- **Work request**: When you respond, write out each entry exactly as it stands.
[Supplied information — start]
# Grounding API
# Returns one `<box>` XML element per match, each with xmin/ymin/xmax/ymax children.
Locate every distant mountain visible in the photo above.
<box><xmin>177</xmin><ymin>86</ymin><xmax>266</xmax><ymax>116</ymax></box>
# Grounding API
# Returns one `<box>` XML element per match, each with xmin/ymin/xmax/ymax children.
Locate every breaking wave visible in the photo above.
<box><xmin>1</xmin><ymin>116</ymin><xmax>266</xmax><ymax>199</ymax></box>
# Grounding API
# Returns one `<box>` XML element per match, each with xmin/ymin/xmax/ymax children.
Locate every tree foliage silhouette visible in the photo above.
[Supplied information — finish]
- **Answer box**:
# Grounding API
# Returns one `<box>` XML element per match, each with xmin/ymin/xmax/ymax children.
Locate every distant mountain visible in the photo above.
<box><xmin>177</xmin><ymin>86</ymin><xmax>266</xmax><ymax>116</ymax></box>
# Grounding API
# Returns one `<box>` XML element per match, each with xmin/ymin/xmax/ymax children.
Locate every breaking wave visible in the photo above.
<box><xmin>1</xmin><ymin>116</ymin><xmax>266</xmax><ymax>199</ymax></box>
# Grounding API
# Returns one `<box>` XML element per match, each with xmin/ymin/xmax/ymax children.
Locate every tree foliage silhouette visible in the photo above.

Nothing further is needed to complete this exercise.